Records from a data collection:
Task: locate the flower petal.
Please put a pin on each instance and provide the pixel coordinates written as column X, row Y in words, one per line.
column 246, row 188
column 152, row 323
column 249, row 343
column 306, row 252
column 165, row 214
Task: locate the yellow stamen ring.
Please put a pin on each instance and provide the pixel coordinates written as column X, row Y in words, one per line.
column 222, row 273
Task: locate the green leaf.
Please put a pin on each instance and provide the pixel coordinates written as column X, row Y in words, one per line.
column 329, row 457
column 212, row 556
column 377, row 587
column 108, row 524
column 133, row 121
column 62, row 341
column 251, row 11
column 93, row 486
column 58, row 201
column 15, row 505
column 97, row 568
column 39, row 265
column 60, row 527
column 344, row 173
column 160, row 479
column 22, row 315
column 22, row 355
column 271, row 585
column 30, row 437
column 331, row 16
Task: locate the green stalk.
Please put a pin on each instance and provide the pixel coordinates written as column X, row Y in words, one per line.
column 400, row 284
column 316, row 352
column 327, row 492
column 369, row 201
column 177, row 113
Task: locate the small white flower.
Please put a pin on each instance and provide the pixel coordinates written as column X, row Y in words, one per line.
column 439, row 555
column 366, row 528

**Requirement:** Copy out all of the data above word for word, keeping every line in its original order.

**Answer to the task:**
Task: locate the flower petal.
Please put a pin on each instance and provide the pixel coordinates written as column X, row Y in words, one per line.
column 246, row 188
column 152, row 323
column 249, row 343
column 306, row 252
column 165, row 214
Task: locate the yellow stamen ring.
Please put a pin on each instance and provide the pixel coordinates written as column X, row Y in words, one per line.
column 222, row 273
Task: locate the green leaf.
Please put a pin on each instance and provide the pixel coordinates written as column X, row Y in words, one per line.
column 329, row 457
column 212, row 556
column 377, row 587
column 108, row 524
column 133, row 121
column 62, row 341
column 251, row 11
column 93, row 486
column 58, row 201
column 15, row 505
column 97, row 568
column 39, row 265
column 60, row 527
column 344, row 173
column 160, row 479
column 22, row 315
column 22, row 355
column 271, row 585
column 30, row 437
column 331, row 16
Task: locate the green stalk.
Please put a pin on each instance and provide the pixel coordinates written as column X, row Y in words, one per line.
column 400, row 284
column 316, row 352
column 327, row 492
column 369, row 201
column 177, row 113
Task: locate the small white flower.
Please put a pin on each instance and provide the pixel coordinates written as column X, row Y in words, one per line.
column 439, row 555
column 366, row 528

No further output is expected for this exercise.